(look, more from the espionage bookshelf)
The Venona decrypts (which I explain in the previous post, so if you don’t know what they are, well, you’ll have to go back and read that; I’m not going to tell you about them again!) are also at the center of Mortal Crimes, Nigel West’s 2004 explanation of Soviet infiltration into the Manhattan Project.
I picked the word “explanation” for a reason, because I’m not sure how else to describe this book. It’s not a story. It’s not an “exploration” or a “discussion.” It’s really more a laying out of available facts, and that’s about it. (And btw, if I seem somewhat brusque, disorganized and disheartened today, well, it’s because I am. Apologies.)
The book opens with a description of the research and discoveries that led to the belief that a practical atomic weapon could be constructed, most of the major work taking place in England. Then West tells how Britain and the US decided to pool their resources to actually develop the weapon, all because of their fears that Germany might do so first. Meanwhile, they kept their Soviet ally in the dark—or so they thought.
West uses excerpts from the Venona decrypts to show that the project was corrupted from the very beginning. Really, there were no secrets. Seemingly just about every lab had some insider smuggling out not just a few , but thousands and thousands of pages of documents.

_Dataset records_
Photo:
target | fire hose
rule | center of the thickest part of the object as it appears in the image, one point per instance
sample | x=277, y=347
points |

---

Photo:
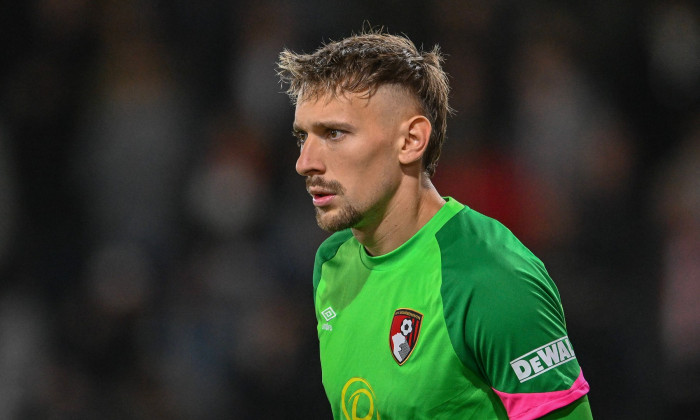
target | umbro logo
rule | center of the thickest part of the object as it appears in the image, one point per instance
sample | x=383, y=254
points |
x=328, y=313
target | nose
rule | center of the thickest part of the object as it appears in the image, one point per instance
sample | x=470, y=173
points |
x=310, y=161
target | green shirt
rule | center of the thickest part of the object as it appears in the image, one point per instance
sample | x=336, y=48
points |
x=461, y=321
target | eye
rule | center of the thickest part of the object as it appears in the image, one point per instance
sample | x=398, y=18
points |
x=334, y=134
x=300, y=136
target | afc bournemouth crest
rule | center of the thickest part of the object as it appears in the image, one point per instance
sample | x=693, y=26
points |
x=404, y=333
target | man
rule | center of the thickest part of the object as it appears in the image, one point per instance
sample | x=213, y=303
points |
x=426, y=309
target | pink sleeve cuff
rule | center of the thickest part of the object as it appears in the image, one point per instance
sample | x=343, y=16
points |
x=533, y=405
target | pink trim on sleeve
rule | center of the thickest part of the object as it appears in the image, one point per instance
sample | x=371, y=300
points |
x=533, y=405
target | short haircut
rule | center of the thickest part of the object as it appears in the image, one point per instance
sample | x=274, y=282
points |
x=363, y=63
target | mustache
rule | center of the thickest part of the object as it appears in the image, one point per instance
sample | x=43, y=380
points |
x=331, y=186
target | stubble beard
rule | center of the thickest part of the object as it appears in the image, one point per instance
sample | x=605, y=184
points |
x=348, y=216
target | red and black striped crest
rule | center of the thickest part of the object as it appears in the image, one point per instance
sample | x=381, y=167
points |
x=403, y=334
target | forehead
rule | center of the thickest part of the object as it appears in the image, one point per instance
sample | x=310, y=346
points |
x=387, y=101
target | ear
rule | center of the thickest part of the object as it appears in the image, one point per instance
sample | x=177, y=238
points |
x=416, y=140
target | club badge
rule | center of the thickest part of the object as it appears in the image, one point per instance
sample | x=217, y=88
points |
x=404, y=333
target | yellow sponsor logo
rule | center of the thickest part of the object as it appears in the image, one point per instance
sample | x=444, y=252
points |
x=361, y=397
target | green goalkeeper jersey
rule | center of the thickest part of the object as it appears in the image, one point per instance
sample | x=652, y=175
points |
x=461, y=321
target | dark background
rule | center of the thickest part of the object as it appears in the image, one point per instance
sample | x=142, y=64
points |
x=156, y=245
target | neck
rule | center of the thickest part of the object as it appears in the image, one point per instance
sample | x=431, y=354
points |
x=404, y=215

==

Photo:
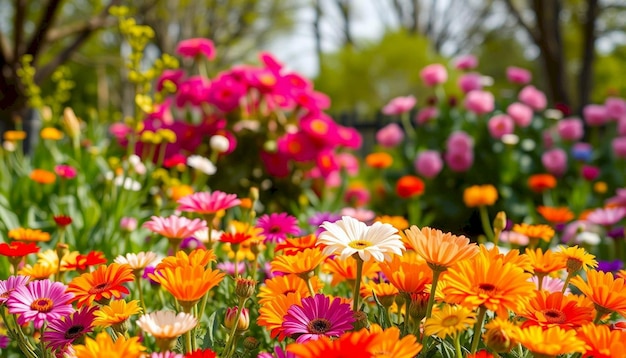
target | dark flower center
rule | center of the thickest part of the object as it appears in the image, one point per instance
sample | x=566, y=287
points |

_Instructions_
**a.** Answer these from the Mortal Crimes review:
(i) In what year did Nigel West publish Mortal Crimes?
(ii) In which country did most of the major work on the atomic research take place?
(iii) What fear led Britain and the US to pool their resources?
**b.** Extend the Mortal Crimes review by writing what comes next after its final sentence.
The items can be left aside; nothing here depends on them.

_Answers to the exercises_
**a.**
(i) 2004
(ii) England
(iii) That Germany might develop the weapon first

**b.**
Of course once the cryptographers at Arlington Hall (the predecessor to the NSA) began to decrypt the Soviet intercepts, the race was on to try to identify and track down the spies in question. Clues in the decrypts that pointed to locations, travels, and personal connections in the choice of names helped bring in some, though not all, of the spies. Sometimes the codenames were laughably obvious—giving someone named Ernest the codename “ERNEST” is either incredible stupidity or incredible let’s-really-throw-them-off-the-trail brilliance. It doesn’t take a huge stretch of imagination to guess that those codenamed “HURON” and “ERIE” were probably located at the Chicago lab rather than Los Alamos. Calling nineteen year old Ted Hall “YOUNG” isn’t exactly a huge leap either (though I guess “FOYER” would have been a bigger clue). There are lots and lots of names to keep track of, but don’t worry—one of the best parts of the book is the appendix that lists all the codenames and their real life identities, as well as those mystery code names that still have not been conclusively linked to anyone. I also appreciated the list of acronyms and their meanings at the beginning of the book; after all, you don’t want to mix up your NKVD with your GRU.
(I should note that I would be the most annoying spy when it came to codenames. I’d constantly want to change and would drive my poor handler crazy. “Dear Comrade J—I no longer feel like ALBERTINE. Today I am ANTARCTICA.”)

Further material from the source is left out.